■ Provided passage ■
LABEL com.company.key="value"

# The VOLUME instruction creates a mount point with the specified name and
# marks it as holding externally mounted volumes from native host or other
# containers. The value can be a JSON array, VOLUME ["/var/log/"], or a plain
# string with multiple arguments, such as VOLUME /var/log or VOLUME /var/log
# /var/db. 
#
# * The list is parsed as a JSON array, which means that you must use double
#   quotes (") around words not single-quotes (').
#
# VOLUME <mount_point> ...
# VOLUME [ "<mount_point>", ... ]
VOLUME /srv/data

# The ARG instruction defines a variable that users can pass at build-time to
# the builder with the docker build command using the --build-arg <varname>=<value>
# flag. If a user specifies a build argument that was not defined in the Dockerfile,
# the build outputs an error.
#
# Warning: It is not recommended to use build-time variables for passing secrets like
#          github keys, user credentials etc. Build-time variable values are visible to
#          any user of the image with the docker history command.
#
# Environment variables defined using the ENV instruction always override an ARG
# instruction of the same name.
#
# Docker has a set of predefined ARG variables that you can use without a corresponding
# ARG instruction in the Dockerfile:
#
# * HTTP_PROXY
# * http_proxy
# * HTTPS_PROXY
# * https_proxy
# * FTP_PROXY
# * ftp_proxy
# * NO_PROXY
# * no_proxy
#
# To use these, simply pass them on the command line using the --build-arg <varname>=<value> flag.

■ Source data ■
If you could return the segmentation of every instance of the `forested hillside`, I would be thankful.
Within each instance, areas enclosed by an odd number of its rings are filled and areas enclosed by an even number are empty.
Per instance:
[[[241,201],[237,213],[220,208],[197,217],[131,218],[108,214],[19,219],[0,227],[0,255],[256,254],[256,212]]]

■ The tasks ■
1 – From the Dockerfile excerpt, write out the portion that begins at the words "# The VOLUME" and stops after the words "not single-quotes (').".
2 – Translate this sentence from the Dockerfile excerpt into Spanish: "Environment variables defined using the ENV instruction always override an ARG instruction of the same name."

■ Problem solutions ■
1 –
# The VOLUME instruction creates a mount point with the specified name and
# marks it as holding externally mounted volumes from native host or other
# containers. The value can be a JSON array, VOLUME ["/var/log/"], or a plain
# string with multiple arguments, such as VOLUME /var/log or VOLUME /var/log
# /var/db. 
#
# * The list is parsed as a JSON array, which means that you must use double
#   quotes (") around words not single-quotes (').

2 – Las variables de entorno definidas mediante la instrucción ENV siempre anulan una instrucción ARG con el mismo nombre.